Requisitos del ejercicio =
1) En el texto sobre la voluntad en la educación, sustituya "fuerza de voluntad" por "tenacidad" y reproduzca el fragmento comprendido entre "El decir, el" y "fuerza de voluntad.", ambos incluidos.
2) Prolongue el texto sobre la voluntad en la educación a partir de su última oración.

Texto seleccionado =

======

Escuché en la radio que los niños ¡cómo no! también sufren síndrome post- vacacional. En mis tiempos era más fácil, estos días se resolvían en un ¡que pereza volver al cole!
El decir, el hacer, el aceptar la contrariedad era más sencillo, porque había un eje de gravitación que sostenía el peso y los objetivos - no siempre formulados explícitamente, pero entrañablemente asumidos-, en el fondo del quehacer educativo. Algo que nadie había estudiado, ni en escuelas de padres, padres que, por otra parte con demasiada frecuencia, no tuvieron ni siquiera escuela de niños, ni en talleres de pedagogía, ni en? Algo que denominaban y entendíamos como fuerza de voluntad.
Quizá se ha olvidado, con el maniqueísmo simplón que desvirtúa nuestra cultura, que la personalidad no se vertebra solo sobre la inteligencia y/o sobre los sentimientos, sino que hay un tercer elemento, en definitiva el que incorpora, o sea, da cuerpo, a los otros dos, que es la voluntad. Nuestros mayores en estos pueblos y ciudades de Castilla no tenían muchos estudios, pero abundaban en sentido común, y, aunque católicos por tradición, tenían algo de aquel rigor pietista kantiano que cifra la moral en la voluntad y el sentido del deber.
Está de moda la inteligencia emocional, apelar a los mensajes más o menos cifrados de ansiedad o entusiasmo que los pequeños transmiten en sus gestos, en sus palabras, en sus insomnios o en sus llantos? Mas no servirá de gran cosa esta atención obsesiva, si no somos capaces de descubrir en esos comportamientos, o en la ausencia de los mismos, las líneas maestras que van esculpiendo la personalidad de nuestros niños y jóvenes. Seremos como ciegos que intentan palpar la vivacidad de los colores, o sordos que enfatizan los ruidos y las disonancias sin atisbar la melodía de fondo.

======

(Datos de origen)
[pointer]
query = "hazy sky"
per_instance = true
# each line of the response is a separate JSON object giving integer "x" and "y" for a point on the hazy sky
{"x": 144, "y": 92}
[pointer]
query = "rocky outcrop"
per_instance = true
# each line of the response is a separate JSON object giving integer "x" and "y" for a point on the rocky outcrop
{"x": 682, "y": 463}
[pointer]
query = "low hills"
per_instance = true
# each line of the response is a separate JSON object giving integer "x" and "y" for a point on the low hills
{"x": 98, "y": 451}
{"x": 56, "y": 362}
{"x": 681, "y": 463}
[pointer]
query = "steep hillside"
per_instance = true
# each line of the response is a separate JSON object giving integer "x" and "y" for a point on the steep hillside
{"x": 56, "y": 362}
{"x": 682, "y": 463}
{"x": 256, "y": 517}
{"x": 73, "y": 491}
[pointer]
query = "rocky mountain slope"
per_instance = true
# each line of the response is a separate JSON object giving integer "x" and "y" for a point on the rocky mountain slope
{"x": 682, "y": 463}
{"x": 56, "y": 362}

======

Respuestas por número =
1)
El decir, el hacer, el aceptar la contrariedad era más sencillo, porque había un eje de gravitación que sostenía el peso y los objetivos - no siempre formulados explícitamente, pero entrañablemente asumidos-, en el fondo del quehacer educativo. Algo que nadie había estudiado, ni en escuelas de padres, padres que, por otra parte con demasiada frecuencia, no tuvieron ni siquiera escuela de niños, ni en talleres de pedagogía, ni en? Algo que denominaban y entendíamos como tenacidad.

2)
La pediatra y psicoanalista francesa Françoise Dolto (1908-1988) observa que ciertamente es importante que un niño pueda decir siempre lo que quiere, pero no que siempre pueda hacerlo. Consentimos y además aderezamos nuestra negligencia e incapacidad de discernir lo que realmente el niño desea y necesita con pseudo-teorías que disuelven nuestra culpabilidad y reblandecen la firmeza de espíritu que la tarea de educar requiere. En realidad estamos tratando a los niños como seres invertebrados, haciendo de ellos personitas sin armazón, sin entereza, fáciles de resquebrajar al mínimo contratiempo, y no educando personas, porque la voluntad y la fuerza de voluntad es lo que vertebra y arraiga la persona desde el fondo de su ser, que se desplegará después en la inteligencia y/o en los sentimientos, pues el niño tiene siempre la intuición de su historia, y si la verdad le es dicha, esta verdad le construye, como apunta Françoise Dolto.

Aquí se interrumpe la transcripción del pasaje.